**SUPPLIED RECORDS**:
^^^^

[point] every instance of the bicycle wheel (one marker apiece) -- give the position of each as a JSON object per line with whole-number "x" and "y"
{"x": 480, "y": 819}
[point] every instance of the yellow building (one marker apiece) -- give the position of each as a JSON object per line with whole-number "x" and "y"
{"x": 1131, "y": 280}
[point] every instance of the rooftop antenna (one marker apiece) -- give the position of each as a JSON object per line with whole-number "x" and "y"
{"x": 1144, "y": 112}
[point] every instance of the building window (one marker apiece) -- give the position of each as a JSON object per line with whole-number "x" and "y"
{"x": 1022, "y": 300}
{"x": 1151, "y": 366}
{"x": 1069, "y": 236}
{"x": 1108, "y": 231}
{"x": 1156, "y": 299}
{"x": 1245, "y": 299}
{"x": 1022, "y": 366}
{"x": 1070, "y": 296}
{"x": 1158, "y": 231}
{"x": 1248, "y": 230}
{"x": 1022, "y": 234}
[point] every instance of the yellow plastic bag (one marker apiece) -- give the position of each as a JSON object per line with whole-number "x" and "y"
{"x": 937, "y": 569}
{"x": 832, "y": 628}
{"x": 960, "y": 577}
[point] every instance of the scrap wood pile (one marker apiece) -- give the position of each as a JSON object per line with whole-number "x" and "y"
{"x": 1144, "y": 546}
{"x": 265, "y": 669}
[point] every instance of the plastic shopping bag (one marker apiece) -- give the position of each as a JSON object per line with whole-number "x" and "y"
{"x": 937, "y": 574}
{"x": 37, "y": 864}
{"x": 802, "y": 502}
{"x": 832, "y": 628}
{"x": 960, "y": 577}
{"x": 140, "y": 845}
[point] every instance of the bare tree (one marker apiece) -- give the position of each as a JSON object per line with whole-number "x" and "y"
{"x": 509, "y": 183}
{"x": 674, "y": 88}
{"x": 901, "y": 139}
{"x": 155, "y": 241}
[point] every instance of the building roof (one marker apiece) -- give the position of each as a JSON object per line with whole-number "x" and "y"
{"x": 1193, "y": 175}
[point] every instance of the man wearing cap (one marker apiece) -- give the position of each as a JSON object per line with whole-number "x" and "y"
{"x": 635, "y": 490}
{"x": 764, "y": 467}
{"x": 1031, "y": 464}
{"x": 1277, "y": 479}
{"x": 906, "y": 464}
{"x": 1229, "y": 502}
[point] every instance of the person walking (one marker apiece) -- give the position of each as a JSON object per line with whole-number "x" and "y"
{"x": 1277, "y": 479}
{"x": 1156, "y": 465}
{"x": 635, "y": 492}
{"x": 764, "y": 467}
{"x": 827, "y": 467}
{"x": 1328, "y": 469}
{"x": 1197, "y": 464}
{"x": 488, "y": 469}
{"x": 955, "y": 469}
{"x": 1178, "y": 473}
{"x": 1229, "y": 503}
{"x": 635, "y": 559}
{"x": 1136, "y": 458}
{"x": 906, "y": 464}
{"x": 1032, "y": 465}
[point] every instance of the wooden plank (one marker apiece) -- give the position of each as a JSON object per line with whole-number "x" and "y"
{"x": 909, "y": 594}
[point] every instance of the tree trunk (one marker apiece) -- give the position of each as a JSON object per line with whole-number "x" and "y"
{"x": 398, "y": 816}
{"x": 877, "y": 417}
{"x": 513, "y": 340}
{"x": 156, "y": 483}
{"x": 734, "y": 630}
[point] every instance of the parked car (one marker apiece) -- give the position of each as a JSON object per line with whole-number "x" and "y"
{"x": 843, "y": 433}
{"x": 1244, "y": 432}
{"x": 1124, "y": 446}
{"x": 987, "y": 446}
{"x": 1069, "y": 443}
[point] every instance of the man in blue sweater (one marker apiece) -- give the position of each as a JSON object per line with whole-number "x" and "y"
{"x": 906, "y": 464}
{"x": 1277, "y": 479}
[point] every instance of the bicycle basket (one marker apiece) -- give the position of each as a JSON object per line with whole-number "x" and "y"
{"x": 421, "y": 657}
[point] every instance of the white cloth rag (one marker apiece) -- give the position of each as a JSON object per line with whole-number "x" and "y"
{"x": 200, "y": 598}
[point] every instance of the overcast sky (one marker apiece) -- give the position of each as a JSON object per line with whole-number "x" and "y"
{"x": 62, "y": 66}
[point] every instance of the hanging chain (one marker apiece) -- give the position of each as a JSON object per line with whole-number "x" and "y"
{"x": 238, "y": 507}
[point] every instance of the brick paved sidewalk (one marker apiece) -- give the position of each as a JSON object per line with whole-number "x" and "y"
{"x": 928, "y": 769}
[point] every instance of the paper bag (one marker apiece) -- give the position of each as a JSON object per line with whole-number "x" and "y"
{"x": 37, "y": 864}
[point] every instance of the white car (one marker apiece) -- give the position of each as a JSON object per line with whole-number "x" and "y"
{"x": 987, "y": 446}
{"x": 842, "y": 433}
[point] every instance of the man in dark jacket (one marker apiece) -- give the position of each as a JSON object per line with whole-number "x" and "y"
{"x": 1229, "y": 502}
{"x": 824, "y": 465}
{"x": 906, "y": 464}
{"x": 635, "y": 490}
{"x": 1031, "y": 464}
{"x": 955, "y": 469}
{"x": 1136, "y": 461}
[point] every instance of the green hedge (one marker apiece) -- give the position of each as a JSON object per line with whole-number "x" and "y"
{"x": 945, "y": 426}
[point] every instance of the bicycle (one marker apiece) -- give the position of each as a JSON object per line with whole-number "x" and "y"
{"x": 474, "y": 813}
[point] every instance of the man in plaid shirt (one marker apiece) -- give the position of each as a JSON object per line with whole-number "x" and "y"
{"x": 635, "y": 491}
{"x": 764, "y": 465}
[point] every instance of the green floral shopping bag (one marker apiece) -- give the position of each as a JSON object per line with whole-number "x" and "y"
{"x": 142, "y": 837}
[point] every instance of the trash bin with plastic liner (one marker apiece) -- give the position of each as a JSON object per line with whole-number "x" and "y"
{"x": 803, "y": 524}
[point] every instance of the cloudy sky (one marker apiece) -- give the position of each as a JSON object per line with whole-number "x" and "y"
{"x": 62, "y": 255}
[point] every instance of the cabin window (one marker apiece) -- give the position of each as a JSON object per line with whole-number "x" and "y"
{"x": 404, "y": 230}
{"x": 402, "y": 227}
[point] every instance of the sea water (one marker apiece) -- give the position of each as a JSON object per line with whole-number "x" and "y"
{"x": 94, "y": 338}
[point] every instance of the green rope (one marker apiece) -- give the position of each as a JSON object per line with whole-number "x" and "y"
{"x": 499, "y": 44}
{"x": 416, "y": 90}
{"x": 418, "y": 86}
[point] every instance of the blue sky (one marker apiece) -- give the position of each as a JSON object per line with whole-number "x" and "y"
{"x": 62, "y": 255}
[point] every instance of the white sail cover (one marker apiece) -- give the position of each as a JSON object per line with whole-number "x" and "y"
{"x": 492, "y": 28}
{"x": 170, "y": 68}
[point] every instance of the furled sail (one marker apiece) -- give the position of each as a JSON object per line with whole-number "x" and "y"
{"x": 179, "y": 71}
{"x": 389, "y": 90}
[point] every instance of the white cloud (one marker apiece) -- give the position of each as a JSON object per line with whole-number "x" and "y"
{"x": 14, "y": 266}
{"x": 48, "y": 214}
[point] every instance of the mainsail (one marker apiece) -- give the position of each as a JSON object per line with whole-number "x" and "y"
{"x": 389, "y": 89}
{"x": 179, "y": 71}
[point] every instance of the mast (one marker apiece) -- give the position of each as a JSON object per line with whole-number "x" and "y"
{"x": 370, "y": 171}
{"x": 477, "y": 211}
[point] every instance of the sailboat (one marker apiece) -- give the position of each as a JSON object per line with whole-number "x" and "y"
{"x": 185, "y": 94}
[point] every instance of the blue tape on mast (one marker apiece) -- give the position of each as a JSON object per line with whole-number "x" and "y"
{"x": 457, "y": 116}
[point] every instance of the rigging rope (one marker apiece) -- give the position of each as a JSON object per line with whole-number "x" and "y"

^^^^

**WHAT TO WORK ON**: Output exactly the line containing "[point] every instance of the mainsail" together with every line after it, ending at the final line of the entries.

**WORKED SOLUTION**:
[point] every instance of the mainsail (one marker apiece) -- give the position of each as a JSON object per line with whole-number "x" and "y"
{"x": 389, "y": 89}
{"x": 179, "y": 71}
[point] every instance of the mast (one marker apiece) -- give the position of each as a JSON object per line with whole-number "x" and "y"
{"x": 370, "y": 171}
{"x": 477, "y": 211}
[point] every instance of the sailboat (one marker apiece) -- give the position of each as a JSON object per line with whole-number "x" and "y"
{"x": 185, "y": 94}
[point] every instance of the blue tape on mast (one marker apiece) -- give the position of each as a JSON object per line with whole-number "x" and "y"
{"x": 457, "y": 116}
[point] every instance of the rigging rope (one marker apiece) -- give the position of each as a JSON object per line with whole-number "x" and "y"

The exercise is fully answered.